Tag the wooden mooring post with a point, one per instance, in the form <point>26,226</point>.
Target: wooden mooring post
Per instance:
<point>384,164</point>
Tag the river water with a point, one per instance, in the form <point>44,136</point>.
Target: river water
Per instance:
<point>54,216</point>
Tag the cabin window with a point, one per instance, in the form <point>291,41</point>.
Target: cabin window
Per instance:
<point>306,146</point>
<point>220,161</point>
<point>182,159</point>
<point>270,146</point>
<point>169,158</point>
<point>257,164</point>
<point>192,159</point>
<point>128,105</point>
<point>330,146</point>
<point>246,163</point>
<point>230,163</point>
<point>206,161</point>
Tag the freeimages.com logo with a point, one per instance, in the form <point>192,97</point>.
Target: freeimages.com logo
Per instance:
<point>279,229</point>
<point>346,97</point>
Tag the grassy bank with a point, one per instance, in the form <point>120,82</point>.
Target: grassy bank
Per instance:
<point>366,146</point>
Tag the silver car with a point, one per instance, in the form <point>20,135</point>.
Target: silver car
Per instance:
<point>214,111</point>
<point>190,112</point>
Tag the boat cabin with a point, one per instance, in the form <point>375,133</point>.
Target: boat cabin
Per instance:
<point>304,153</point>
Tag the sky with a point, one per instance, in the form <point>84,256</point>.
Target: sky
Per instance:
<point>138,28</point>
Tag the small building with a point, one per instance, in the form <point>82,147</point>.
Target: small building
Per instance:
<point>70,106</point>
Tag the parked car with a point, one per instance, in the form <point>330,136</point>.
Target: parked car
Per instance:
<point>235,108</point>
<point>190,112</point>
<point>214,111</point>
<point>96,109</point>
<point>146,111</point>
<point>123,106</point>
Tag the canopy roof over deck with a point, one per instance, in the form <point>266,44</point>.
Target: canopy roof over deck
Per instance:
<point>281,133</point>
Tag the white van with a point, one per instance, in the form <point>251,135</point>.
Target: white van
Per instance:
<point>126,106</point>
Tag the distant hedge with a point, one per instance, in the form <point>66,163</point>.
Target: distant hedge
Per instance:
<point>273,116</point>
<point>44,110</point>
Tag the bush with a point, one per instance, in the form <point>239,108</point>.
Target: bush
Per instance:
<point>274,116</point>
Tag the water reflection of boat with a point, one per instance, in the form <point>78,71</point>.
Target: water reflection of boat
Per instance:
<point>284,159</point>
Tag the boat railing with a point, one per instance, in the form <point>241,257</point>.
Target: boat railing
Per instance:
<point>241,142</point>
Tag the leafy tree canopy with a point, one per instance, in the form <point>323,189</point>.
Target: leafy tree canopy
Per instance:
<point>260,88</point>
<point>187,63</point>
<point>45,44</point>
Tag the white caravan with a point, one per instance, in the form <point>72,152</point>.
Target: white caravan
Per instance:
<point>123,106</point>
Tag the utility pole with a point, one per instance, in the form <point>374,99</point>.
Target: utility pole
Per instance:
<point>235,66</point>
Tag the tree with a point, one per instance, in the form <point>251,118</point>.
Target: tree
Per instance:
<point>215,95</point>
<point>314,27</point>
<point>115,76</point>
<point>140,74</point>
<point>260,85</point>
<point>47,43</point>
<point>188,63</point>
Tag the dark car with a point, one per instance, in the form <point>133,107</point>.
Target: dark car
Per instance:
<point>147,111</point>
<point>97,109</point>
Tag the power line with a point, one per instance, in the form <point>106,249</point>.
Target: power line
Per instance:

•••••

— GOAL OF THE EXERCISE —
Return, unchanged, each line from the line containing "Tag the boat railing" through the last line of the material.

— TASK OUTPUT —
Tag the boat railing with a point, one per instance, in the form <point>241,257</point>.
Target: boat railing
Per instance:
<point>241,142</point>
Tag the leafy tree canopy with a point, one per instance, in the form <point>323,189</point>.
Target: leafy tree canopy
Per instance:
<point>260,88</point>
<point>187,63</point>
<point>45,44</point>
Tag the white caravan with a point, one per instance, in the form <point>72,152</point>.
Target: white caravan
Per instance:
<point>123,106</point>
Tag the utility pole with a point, one per instance, in the form <point>374,99</point>.
Target: utility pole
Per instance:
<point>235,66</point>
Tag the tree with a point, one per instance, in the form <point>251,118</point>.
Target: tree
Per instance:
<point>215,95</point>
<point>314,27</point>
<point>115,76</point>
<point>140,74</point>
<point>260,85</point>
<point>47,43</point>
<point>188,63</point>
Tag the dark car with a point, one per instance, in the form <point>133,107</point>.
Target: dark car
Per instance:
<point>147,111</point>
<point>97,109</point>
Tag the power line with a point, one per instance, in the form <point>106,249</point>.
Target: power line
Per instance:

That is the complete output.